**SUPPLIED DATA:**

-------------------------

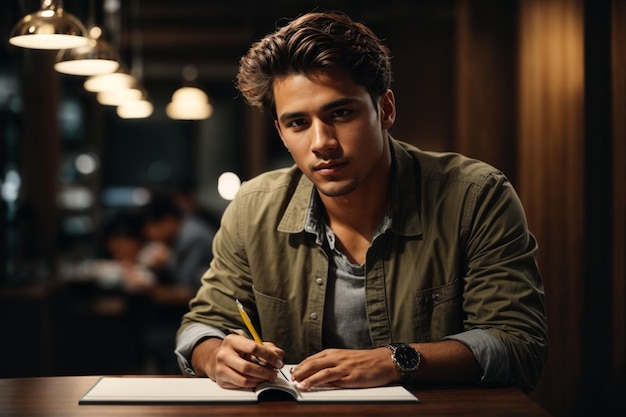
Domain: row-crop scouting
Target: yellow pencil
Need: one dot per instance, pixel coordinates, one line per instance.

-------------------------

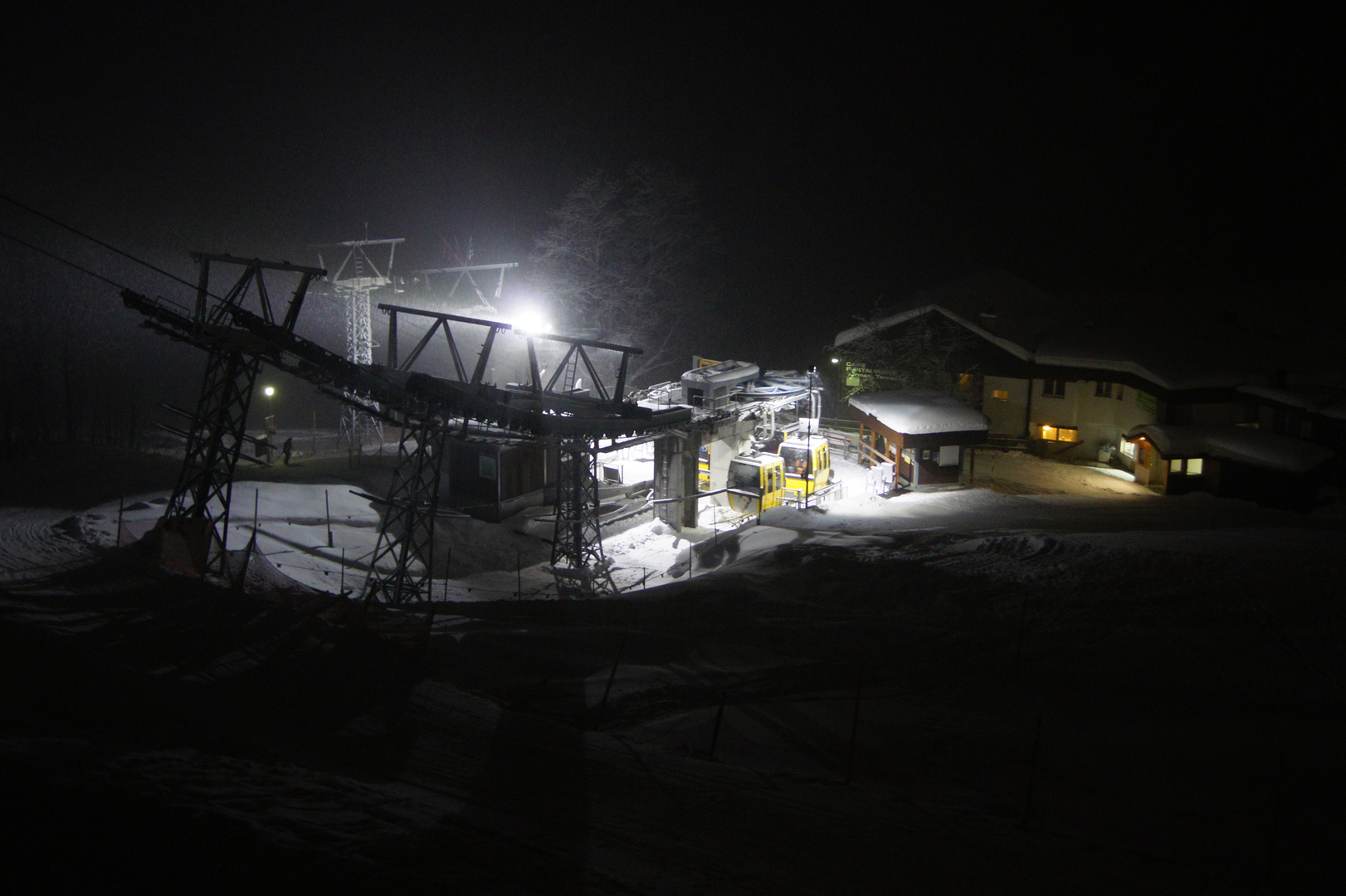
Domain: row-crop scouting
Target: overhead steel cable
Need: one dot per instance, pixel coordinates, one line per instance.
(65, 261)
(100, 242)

-------------------------

**EXERCISE BRIEF:**
Which lines in the material above contain the string "Target"? Collect each one in full.

**RESPONSE FOR THIS EXERCISE:**
Target: yellow pencil
Target: overhead steel cable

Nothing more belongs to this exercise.